* _Given instruction_
Can you copy out, character for character, only the stretch of the data below that runs from the line containing "Locate the tree, then" through the line containing "[[55, 139], [278, 140]]", with both of those lines included?
========
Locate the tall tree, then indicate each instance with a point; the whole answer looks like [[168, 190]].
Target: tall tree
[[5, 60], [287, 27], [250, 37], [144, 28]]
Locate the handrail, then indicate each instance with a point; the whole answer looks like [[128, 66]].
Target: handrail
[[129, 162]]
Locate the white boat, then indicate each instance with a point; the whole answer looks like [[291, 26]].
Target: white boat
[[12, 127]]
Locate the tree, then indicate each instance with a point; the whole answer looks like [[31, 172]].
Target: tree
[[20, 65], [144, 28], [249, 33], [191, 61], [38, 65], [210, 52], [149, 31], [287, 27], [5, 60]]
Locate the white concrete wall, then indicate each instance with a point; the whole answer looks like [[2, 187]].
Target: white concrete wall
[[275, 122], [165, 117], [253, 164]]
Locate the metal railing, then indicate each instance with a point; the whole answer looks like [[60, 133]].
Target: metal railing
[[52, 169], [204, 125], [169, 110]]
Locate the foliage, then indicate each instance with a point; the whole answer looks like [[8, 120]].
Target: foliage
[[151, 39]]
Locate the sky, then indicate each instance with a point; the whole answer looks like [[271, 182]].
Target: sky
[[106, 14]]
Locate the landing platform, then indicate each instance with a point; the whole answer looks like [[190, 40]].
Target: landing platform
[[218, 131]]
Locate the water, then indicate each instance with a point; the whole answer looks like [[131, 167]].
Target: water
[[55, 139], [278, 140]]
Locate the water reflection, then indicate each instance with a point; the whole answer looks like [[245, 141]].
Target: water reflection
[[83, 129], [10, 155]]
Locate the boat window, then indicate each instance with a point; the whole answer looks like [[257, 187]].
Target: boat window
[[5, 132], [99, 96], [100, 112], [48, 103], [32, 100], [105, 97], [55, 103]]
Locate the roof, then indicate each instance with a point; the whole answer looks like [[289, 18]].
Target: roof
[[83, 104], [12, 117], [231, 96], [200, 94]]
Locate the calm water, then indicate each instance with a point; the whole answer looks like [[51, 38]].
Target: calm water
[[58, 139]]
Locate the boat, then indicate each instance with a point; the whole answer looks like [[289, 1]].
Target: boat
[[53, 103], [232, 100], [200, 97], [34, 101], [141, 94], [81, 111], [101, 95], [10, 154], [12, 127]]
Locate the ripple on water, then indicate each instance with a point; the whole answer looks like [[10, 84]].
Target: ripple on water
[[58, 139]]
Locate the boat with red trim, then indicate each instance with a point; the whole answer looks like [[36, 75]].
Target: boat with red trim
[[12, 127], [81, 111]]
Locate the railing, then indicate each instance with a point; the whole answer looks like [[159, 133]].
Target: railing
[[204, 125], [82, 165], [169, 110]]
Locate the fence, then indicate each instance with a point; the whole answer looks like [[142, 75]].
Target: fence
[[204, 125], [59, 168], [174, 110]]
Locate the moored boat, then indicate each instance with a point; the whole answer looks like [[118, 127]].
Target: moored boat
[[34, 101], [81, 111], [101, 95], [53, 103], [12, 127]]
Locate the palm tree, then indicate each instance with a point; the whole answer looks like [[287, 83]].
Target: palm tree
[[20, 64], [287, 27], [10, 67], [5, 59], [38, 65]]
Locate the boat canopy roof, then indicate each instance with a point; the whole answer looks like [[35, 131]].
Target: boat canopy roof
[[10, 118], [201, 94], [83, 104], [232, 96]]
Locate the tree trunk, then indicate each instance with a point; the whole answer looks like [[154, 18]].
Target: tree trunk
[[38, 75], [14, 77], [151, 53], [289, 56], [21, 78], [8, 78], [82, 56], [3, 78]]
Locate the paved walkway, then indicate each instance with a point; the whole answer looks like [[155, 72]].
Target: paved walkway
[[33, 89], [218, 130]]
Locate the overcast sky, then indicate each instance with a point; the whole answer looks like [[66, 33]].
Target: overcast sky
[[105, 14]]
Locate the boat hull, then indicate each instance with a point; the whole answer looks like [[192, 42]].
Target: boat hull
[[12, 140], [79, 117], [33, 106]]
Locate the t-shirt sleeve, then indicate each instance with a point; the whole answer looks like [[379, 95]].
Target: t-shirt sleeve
========
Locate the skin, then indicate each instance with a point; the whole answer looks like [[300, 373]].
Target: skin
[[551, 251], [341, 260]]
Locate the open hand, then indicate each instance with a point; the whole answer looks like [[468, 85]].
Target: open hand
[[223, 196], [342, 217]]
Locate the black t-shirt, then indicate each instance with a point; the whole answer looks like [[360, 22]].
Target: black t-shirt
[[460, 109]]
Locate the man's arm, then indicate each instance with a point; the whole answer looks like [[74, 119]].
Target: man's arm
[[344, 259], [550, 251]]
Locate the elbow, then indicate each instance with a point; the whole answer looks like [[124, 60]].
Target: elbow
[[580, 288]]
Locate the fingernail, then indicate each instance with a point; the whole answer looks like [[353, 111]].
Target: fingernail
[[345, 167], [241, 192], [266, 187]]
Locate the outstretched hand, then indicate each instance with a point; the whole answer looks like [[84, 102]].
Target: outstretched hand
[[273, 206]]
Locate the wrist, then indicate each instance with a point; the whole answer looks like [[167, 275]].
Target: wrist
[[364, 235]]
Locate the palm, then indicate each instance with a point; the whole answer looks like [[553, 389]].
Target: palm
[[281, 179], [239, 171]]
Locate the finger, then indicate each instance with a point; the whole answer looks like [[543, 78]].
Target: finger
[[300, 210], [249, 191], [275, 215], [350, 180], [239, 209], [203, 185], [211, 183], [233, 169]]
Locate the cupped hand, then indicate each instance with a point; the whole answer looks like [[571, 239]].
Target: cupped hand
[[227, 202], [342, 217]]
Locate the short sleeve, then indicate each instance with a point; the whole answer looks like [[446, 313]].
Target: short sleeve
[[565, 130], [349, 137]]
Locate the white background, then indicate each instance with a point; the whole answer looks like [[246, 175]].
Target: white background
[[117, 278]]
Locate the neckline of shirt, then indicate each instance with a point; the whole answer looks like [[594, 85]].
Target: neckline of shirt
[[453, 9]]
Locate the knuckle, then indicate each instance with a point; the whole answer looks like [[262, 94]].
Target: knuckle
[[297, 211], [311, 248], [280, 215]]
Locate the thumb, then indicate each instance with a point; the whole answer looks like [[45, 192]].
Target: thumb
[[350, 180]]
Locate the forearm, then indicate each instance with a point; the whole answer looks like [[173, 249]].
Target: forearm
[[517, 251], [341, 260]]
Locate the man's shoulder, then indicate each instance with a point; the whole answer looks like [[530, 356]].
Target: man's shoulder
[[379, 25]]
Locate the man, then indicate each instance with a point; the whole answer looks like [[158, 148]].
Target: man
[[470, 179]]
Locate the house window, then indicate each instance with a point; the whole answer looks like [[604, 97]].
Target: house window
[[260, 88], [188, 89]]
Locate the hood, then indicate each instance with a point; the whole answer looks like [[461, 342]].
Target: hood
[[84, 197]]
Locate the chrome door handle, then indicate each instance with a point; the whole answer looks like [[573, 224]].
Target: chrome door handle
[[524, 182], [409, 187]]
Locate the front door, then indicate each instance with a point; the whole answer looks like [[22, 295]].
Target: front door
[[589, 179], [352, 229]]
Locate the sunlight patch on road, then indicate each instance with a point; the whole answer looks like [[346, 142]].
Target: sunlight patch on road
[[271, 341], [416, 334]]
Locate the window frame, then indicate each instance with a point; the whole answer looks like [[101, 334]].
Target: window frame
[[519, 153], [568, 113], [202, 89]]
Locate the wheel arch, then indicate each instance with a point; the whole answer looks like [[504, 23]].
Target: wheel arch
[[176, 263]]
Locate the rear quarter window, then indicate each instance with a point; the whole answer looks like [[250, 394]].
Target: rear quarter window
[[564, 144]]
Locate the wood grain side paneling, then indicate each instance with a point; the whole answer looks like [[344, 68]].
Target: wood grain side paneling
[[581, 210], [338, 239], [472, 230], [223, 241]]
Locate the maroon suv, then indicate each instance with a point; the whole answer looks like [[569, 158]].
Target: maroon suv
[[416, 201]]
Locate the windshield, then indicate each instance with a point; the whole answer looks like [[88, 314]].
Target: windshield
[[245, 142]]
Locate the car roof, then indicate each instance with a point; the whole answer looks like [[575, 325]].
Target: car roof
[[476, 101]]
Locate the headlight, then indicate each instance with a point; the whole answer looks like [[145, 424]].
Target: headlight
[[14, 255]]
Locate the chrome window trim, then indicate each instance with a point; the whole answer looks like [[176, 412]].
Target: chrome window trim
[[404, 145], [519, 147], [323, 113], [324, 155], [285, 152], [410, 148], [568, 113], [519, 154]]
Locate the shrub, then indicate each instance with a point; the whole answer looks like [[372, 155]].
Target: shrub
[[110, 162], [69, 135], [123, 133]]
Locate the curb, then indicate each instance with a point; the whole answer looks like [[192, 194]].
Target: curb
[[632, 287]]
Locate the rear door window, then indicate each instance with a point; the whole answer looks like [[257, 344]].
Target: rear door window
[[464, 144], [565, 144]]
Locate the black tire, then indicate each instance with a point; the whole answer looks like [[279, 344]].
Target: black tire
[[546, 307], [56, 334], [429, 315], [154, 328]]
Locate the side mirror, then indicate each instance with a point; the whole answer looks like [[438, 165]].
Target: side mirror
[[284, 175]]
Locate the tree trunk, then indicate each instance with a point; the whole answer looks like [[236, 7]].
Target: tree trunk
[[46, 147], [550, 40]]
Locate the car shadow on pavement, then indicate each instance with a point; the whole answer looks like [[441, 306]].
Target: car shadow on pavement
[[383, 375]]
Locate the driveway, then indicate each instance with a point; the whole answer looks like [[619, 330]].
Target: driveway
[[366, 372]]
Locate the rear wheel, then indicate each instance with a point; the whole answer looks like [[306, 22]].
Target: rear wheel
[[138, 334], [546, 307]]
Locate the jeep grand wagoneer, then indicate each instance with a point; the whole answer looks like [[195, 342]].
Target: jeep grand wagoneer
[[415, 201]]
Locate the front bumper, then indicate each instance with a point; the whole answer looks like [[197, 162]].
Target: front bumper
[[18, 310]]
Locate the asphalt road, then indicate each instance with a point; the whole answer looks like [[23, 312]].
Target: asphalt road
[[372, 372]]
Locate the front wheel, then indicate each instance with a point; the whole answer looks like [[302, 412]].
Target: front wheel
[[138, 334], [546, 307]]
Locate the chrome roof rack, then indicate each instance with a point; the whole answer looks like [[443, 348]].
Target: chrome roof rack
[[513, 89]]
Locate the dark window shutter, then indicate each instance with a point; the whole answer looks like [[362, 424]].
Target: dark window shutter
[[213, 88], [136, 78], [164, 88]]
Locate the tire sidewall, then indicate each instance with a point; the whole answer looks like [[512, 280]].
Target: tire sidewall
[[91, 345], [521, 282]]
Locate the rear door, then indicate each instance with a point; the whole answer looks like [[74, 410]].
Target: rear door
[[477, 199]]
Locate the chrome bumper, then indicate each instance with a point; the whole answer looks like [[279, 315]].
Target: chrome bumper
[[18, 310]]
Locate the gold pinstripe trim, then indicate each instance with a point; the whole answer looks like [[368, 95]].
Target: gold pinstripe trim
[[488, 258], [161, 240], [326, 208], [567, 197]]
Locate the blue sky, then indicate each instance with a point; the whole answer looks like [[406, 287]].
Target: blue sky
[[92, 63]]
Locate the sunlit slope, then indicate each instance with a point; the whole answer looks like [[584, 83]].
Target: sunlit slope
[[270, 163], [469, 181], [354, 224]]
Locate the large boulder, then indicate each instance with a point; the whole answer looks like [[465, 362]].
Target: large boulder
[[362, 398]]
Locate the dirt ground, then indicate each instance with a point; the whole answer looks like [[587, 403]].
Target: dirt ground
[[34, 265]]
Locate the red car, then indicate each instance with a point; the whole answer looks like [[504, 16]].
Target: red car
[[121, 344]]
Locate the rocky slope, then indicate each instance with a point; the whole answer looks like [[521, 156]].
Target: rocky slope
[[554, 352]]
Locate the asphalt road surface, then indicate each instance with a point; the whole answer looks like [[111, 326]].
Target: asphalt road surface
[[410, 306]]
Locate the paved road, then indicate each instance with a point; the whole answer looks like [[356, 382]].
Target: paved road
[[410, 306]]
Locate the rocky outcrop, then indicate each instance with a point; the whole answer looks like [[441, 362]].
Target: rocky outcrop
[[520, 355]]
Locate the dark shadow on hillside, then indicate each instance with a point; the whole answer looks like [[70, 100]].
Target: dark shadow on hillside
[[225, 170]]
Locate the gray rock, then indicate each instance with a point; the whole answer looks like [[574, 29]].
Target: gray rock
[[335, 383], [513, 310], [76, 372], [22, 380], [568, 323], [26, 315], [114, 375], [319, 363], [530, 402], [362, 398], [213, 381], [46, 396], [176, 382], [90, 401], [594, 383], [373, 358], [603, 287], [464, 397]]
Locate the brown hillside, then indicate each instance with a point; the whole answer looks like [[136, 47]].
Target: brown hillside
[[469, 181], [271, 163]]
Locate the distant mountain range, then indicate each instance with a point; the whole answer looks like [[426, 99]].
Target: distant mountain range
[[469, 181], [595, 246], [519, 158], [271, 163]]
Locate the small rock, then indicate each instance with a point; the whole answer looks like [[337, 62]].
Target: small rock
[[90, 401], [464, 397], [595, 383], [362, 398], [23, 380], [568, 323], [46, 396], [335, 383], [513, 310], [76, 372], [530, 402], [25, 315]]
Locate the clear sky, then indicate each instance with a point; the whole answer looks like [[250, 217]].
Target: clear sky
========
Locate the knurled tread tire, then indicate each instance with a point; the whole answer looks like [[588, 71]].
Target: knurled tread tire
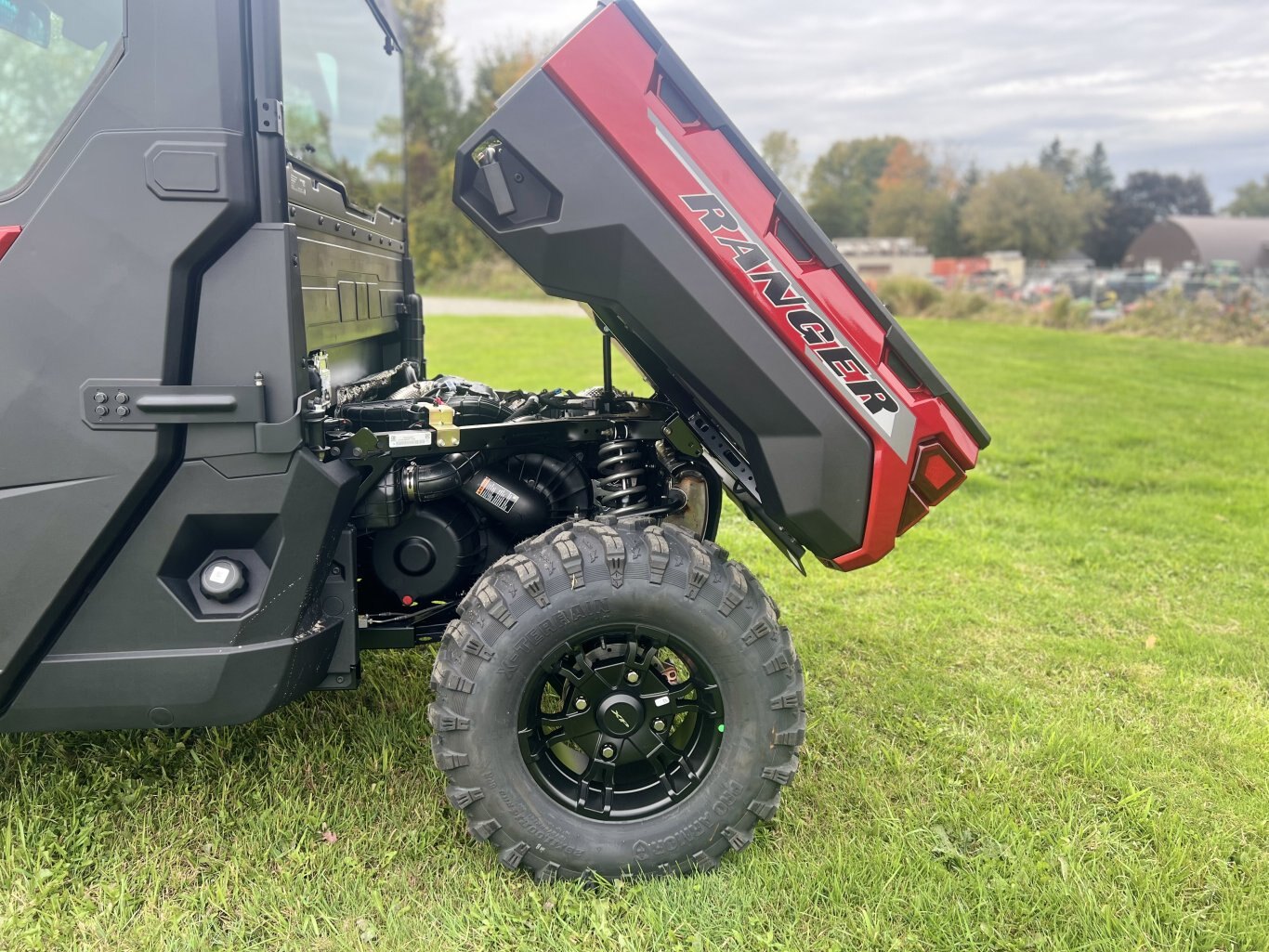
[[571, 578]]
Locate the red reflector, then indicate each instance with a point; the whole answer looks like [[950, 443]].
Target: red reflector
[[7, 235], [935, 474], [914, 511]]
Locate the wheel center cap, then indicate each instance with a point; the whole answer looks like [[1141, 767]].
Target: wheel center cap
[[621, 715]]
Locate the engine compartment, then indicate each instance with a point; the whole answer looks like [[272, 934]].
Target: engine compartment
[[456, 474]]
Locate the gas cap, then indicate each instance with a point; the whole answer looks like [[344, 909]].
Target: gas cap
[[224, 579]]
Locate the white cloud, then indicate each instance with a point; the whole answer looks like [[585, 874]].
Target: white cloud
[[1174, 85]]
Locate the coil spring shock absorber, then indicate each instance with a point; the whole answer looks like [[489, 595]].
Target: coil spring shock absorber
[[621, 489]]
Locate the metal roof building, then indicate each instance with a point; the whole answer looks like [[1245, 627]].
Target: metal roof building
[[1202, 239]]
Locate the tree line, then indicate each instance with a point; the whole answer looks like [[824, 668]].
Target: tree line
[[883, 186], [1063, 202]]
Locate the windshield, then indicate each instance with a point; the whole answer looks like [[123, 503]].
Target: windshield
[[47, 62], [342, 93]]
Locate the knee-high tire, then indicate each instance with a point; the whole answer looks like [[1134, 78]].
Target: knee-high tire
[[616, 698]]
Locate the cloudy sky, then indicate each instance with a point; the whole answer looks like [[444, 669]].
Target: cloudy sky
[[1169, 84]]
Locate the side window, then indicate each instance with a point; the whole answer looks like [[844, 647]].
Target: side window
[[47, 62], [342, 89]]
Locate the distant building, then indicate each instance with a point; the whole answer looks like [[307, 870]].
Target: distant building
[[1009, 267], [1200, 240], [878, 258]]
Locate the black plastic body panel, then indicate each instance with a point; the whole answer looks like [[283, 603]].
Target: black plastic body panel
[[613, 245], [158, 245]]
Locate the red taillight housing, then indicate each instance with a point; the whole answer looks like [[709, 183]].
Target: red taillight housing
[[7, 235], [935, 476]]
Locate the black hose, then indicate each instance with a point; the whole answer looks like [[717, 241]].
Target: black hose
========
* _Task output_
Locate the tree, then indicate each instance with a point; the whole answer looks like [[31, 172]].
Target: tree
[[20, 65], [144, 28], [249, 33], [191, 61], [38, 65], [210, 52], [149, 31], [287, 27], [5, 60]]
Locate the white concrete wall, then indicate each instance with a point; the whole answer looks like [[2, 187]].
Target: white concrete wall
[[275, 122], [165, 117], [253, 164]]
Locate the metal railing, then indicate each instance with a point; the whole answer looks like [[60, 133]].
Target: metal railing
[[52, 169], [204, 125], [169, 110]]
Locate the foliage, then indicate each instance with a point; the whole answer looks like [[8, 120]].
Target: foliage
[[151, 39]]
Locate the sky, then indicate each instance with a point; the whole answer looks like [[271, 182]].
Target: sky
[[106, 14]]
Locate the landing platform, then indicate each instance with a point; the whole answer looks like [[190, 40]].
Target: landing platform
[[218, 131]]
Locate the water, then indicate each instance with a point; the whole answer looks like [[131, 167]].
Target: water
[[55, 139], [278, 140]]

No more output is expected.